TASK DETAILS: Filter the entries, keeping every line with the word "train".
==================================================
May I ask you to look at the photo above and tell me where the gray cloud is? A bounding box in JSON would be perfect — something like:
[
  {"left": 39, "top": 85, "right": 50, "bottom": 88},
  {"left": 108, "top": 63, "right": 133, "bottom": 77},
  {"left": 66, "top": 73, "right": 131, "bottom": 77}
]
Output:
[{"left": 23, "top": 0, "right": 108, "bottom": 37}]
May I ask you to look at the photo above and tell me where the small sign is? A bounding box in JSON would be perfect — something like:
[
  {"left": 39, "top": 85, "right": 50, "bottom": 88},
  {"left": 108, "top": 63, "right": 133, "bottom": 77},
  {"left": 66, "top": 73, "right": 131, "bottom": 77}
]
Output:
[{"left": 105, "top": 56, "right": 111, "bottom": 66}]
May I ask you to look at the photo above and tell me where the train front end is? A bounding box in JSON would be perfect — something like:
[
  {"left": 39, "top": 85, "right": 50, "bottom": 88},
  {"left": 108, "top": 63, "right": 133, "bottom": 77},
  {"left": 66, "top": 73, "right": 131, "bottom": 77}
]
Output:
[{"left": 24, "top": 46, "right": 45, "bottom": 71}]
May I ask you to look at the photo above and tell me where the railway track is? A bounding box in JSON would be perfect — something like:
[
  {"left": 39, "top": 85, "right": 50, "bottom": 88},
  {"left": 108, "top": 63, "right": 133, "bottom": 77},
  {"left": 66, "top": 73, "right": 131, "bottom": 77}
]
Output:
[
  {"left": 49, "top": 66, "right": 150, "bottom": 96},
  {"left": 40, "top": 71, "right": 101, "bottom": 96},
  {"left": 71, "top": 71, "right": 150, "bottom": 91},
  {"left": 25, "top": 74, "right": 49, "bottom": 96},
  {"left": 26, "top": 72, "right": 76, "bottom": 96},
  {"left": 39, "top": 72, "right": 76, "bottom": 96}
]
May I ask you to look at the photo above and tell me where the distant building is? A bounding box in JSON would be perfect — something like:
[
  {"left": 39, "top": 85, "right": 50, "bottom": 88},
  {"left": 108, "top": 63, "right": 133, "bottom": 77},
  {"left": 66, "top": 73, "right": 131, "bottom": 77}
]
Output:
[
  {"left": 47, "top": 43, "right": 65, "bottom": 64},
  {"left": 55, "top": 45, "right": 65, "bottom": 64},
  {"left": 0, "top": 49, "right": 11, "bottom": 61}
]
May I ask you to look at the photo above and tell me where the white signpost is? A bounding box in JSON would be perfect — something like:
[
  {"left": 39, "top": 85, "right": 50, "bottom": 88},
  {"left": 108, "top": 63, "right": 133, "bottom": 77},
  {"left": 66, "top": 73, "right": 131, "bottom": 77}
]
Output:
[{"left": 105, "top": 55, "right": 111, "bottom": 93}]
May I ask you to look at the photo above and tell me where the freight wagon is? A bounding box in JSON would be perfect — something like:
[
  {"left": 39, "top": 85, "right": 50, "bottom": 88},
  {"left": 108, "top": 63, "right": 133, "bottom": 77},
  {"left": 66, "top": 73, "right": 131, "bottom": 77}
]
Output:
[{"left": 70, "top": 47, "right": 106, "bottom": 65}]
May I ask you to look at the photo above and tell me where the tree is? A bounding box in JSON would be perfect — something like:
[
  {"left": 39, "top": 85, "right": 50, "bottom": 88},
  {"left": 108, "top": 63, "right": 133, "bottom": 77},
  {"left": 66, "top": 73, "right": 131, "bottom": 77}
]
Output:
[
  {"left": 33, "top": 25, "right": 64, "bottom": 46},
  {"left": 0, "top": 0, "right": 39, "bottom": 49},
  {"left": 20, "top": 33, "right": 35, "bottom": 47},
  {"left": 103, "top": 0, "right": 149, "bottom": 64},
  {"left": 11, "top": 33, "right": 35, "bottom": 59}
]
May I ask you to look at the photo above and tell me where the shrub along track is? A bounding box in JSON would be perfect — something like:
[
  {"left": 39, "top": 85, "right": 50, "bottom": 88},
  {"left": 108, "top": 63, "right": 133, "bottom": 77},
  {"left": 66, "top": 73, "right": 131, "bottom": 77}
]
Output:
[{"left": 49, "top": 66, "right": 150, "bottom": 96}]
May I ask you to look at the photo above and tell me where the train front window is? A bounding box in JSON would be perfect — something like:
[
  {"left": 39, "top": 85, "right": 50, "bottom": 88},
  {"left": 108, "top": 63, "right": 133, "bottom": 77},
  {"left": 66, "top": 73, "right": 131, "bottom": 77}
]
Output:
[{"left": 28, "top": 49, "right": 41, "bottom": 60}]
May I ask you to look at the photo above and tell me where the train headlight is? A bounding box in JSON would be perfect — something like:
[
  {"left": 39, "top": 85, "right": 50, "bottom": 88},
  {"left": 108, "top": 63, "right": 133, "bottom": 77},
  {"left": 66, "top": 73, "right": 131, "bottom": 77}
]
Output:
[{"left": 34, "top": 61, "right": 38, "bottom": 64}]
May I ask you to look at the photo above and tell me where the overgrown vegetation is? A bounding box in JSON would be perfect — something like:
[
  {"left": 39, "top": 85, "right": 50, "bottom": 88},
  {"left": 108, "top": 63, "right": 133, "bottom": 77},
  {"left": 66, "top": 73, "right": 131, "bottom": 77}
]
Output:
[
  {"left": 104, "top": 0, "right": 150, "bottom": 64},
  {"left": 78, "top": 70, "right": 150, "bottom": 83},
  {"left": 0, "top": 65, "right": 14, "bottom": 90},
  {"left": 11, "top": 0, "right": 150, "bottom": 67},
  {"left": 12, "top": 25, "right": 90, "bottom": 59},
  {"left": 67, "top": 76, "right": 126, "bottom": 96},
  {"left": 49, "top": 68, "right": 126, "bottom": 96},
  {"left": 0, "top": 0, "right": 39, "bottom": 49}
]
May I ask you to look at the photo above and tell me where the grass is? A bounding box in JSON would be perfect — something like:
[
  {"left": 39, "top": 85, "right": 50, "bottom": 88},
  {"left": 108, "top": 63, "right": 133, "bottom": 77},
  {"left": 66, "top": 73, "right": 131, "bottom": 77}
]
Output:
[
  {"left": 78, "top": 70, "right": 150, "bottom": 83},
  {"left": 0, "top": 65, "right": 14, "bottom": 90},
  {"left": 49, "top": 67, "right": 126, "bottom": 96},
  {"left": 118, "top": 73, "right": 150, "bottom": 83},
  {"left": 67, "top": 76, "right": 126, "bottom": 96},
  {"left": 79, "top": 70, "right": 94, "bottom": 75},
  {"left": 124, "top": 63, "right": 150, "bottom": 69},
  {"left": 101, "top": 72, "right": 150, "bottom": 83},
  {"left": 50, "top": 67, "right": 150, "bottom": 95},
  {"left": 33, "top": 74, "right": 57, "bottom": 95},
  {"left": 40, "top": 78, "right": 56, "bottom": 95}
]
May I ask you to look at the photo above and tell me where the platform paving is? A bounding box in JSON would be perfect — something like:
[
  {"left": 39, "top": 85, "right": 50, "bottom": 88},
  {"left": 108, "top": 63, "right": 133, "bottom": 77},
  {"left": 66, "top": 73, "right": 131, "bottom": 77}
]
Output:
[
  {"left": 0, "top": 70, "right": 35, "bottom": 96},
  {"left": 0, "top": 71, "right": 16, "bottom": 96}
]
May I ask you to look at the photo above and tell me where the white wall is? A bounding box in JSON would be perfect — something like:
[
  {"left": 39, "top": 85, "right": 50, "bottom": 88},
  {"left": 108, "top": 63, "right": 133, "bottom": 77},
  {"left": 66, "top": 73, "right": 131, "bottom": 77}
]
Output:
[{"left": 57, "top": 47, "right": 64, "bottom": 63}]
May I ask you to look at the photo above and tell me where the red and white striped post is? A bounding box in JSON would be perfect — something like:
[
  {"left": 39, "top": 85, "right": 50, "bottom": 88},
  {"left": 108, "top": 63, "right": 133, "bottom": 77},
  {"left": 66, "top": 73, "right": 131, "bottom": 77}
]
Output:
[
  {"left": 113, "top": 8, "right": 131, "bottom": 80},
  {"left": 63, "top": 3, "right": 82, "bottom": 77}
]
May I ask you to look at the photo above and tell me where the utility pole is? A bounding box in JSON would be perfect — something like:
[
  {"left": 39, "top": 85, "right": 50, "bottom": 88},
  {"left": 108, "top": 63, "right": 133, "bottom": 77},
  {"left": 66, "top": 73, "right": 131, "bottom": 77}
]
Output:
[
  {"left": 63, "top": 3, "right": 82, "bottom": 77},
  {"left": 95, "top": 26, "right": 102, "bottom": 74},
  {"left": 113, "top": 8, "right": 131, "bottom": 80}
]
==================================================
RESPONSE AREA:
May I ask you to look at the photo above and tell me where the train front end is? A bounding box in JSON would be perfect — something like:
May I ask you to look at the photo above and tell me where the train front window is? A bounding box in JSON would be perfect — something like:
May I ask you to look at the photo above and tell me where the train headlight is? A bounding box in JSON would be perfect — something like:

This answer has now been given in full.